## PASSAGE SHOWN
BEGIN

Further, the alleged misstatements in the warrant application are not the only basis for finding an actionable Fourth Amendment violation under present circumstances. As noted in Martin, supra, United States v. Park, 531 F.2d 754, 758-59 (5th Cir. 1976), "recognized that allegations of material omissions were to be treated essentially similarly to claims of material misstatements." 615 F.2d at 328; accord, Hale v. Fish, 899 F.2d 390, 400, n.3 (5th Cir. 1990)("The holding in Franks applies to omissions as well."). Thus, in the present circumstances where Hill complains of the omission of various items of exculpatory evidence,
In light of the foregoing, it appears Hill asserts valid causes of action for deprivations of his Fourth Amendment rights under § 1983. However, as discussed below, these claims were nevertheless time-barred at the filing of this suit in April 2013.
It is well-settled that the question of the length of the prescriptive or limitations period applicable to a § 1983 action is determined by reference to state personal injury law, while the accrual of such period is a question of federal law. Wallace v. Kato, 549 U.S. 384, 388, 127 S.Ct. 1091, 166 L.Ed.2d 973 (2006). In the context of the general false imprisonment action, the limitations period begins the moment the arrestee becomes detained pursuant to legal process. Id. at 389. This is because false imprisonment consists of detention without legal process. Id. In the vast majority of cases, it must be assumed, this occurs when "he is bound over by a magistrate or arraigned on charges"; the point at which he becomes held pursuant to process. Id. Thus, in the context of a "false arrest" claim, damages for that claim cover the time of detention up until issuance of process or arraignment, but not more. Wallace, 549 U.S. at 390. By contrast, once legal process is issued, "unlawful detention forms part of the damages for the `entirely distinct' tort of malicious prosecution, which remedies detention accompanied, not by absence of legal process, but by wrongful institution of legal process. . . . From that point on, any damages recoverable must be based on a malicious prosecution claim and on the wrongful use of judicial process rather than detention itself." Id.
Under these circumstances, neither party adequately addresses the material distinction between the pre- and post-trial periods of Hill's detention. See Castellano v. Fragozo, 352 F.3d 939, 959 (5th Cir. 2003)("[W]e adhere to the view that the umbrella of the Fourth Amendment, broad and powerful as it is, casts its protection solely over the pretrial events of a prosecution," while noting that recovery for damages arising from trial and wrongful conviction — as opposed to arrest and pretrial detention — could find footing in the Fourteenth Amendment.)

END

## GIVEN REQUEST 1
In the court opinion excerpt, do these statements agree with the text? Answer yes or no for each, quoting the deciding words. (a) Hill filed this suit in April 2013. (b) The accrual of the limitations period for a § 1983 action is decided by state personal injury law. (c) Both parties adequately address the distinction between the pre- and post-trial periods of Hill's detention.
## GIVEN REQUEST 2
Rewrite the records, requests included, with 63 added to every coordinate in the answers. Begin at the first line of the records and stop after the line containing "point(456, 481)", including both ends.

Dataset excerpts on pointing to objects
BEGIN

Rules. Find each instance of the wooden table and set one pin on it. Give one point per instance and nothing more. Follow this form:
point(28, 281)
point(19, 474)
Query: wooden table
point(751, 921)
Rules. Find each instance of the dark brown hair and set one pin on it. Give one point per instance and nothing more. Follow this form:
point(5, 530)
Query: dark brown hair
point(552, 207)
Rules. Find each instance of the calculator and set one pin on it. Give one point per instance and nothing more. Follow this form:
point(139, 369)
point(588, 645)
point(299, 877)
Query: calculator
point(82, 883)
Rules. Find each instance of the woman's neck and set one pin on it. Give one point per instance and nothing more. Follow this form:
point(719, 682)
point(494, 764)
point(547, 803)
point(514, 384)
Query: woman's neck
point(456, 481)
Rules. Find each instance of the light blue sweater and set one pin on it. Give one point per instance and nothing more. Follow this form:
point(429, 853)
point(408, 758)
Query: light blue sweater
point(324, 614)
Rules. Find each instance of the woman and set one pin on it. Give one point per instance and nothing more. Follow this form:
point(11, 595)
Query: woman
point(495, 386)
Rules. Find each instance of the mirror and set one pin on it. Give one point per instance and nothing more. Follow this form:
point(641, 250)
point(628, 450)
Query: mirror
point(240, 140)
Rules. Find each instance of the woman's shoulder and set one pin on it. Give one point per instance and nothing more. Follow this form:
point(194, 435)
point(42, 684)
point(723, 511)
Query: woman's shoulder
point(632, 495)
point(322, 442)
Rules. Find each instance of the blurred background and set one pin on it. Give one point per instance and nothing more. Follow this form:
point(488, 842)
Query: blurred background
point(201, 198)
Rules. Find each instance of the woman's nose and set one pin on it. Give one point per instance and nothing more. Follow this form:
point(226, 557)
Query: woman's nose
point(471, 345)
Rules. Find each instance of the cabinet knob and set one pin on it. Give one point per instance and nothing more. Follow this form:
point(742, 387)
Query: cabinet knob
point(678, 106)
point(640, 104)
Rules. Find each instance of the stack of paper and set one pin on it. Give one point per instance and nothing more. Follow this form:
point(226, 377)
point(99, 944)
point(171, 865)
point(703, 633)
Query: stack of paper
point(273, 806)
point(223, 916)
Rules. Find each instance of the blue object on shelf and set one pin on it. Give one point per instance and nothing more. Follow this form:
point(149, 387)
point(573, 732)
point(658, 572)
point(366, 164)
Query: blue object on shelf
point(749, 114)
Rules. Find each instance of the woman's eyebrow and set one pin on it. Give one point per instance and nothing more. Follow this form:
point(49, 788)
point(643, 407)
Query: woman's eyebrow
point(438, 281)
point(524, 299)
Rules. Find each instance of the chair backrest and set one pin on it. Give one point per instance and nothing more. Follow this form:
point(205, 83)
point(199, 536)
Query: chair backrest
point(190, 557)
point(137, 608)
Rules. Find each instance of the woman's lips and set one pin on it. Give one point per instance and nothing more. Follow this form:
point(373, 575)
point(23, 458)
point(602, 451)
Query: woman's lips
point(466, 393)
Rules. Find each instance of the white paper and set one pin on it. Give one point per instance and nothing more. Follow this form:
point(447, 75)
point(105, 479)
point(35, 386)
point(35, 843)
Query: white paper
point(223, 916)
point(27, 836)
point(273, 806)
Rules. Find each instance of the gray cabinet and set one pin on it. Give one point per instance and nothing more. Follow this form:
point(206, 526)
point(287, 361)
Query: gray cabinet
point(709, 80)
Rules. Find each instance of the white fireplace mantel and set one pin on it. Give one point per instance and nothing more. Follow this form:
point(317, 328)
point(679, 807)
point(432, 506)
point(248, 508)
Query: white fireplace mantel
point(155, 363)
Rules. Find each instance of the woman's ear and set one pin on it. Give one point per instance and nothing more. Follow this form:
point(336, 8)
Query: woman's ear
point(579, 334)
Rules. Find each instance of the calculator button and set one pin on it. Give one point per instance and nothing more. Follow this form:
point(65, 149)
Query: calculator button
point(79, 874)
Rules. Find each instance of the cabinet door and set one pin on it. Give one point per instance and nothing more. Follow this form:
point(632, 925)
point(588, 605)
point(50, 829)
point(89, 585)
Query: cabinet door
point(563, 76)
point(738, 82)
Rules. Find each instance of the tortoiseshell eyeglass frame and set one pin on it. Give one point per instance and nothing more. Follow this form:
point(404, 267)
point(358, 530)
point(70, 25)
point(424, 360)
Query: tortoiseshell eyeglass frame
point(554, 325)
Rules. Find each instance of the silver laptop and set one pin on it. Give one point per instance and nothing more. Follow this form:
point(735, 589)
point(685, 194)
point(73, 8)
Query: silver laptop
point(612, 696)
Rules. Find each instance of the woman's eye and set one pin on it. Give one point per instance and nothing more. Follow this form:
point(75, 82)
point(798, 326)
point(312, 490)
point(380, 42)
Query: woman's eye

END

## CORRECT OUTPUT 1
(a) Yes: "these claims were nevertheless time-barred at the filing of this suit in April 2013."
(b) No: "while the accrual of such period is a question of federal law."
(c) No: "neither party adequately addresses the material distinction between the pre- and post-trial periods of Hill's detention."

## CORRECT OUTPUT 2
Rules. Find each instance of the wooden table and set one pin on it. Give one point per instance and nothing more. Follow this form:
point(28, 281)
point(19, 474)
Query: wooden table
point(814, 984)
Rules. Find each instance of the dark brown hair and set one pin on it. Give one point per instance and nothing more. Follow this form:
point(5, 530)
Query: dark brown hair
point(615, 270)
Rules. Find each instance of the calculator and set one pin on it. Give one point per instance and nothing more. Follow this form:
point(139, 369)
point(588, 645)
point(299, 877)
Query: calculator
point(145, 946)
Rules. Find each instance of the woman's neck and set one pin on it. Give one point per instance and nothing more. Follow this form:
point(719, 682)
point(494, 764)
point(547, 803)
point(514, 384)
Query: woman's neck
point(519, 544)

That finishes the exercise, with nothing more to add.